§ Instructions for the task
Rewrite the passage on home buyers and interest rates from "As a practical matter, this" to "(larger, nicer) homes.", putting "condominium" in place of "townhouse".

§ Document text
As a practical matter, this really offers the buyer two options. One is to make a lower offer on the house he/she might have bid on when rates were lower. This, Nycdrone, supports your premise. And it happens.
The other option is that the buyer reduces his/her expectations. He/she goes a notch or two down the property ladder--bidding on a 3 bedroom home rather than a 4 bedroom home, or a townhouse rather than a single-family house. And this happens as well. In this scenario, there isn't substantial downward pressure on prices (except at the upper end)--rather, all the buyers downsize their sought-after homes. And the sellers end up selling to folks who, with lower interest rates, would have bought somewhat more expensive (larger, nicer) homes.
As a practical matter, both happen. So there is some downward pressure on homes (from folks who either need or want the same home they could have bought last year for 4.5% but now end up having to pay 6%). But others will just sacrifice a bit on home size, location, etc.

§ Material

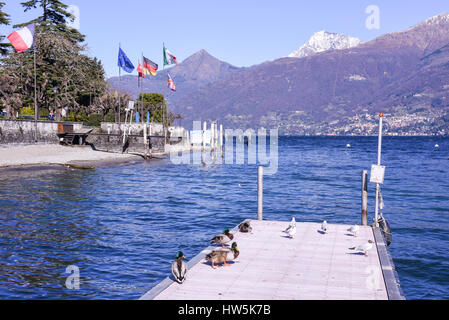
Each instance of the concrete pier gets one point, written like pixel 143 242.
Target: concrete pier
pixel 312 266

§ Result
As a practical matter, this really offers the buyer two options. One is to make a lower offer on the house he/she might have bid on when rates were lower. This, Nycdrone, supports your premise. And it happens.
The other option is that the buyer reduces his/her expectations. He/she goes a notch or two down the property ladder--bidding on a 3 bedroom home rather than a 4 bedroom home, or a condominium rather than a single-family house. And this happens as well. In this scenario, there isn't substantial downward pressure on prices (except at the upper end)--rather, all the buyers downsize their sought-after homes. And the sellers end up selling to folks who, with lower interest rates, would have bought somewhat more expensive (larger, nicer) homes.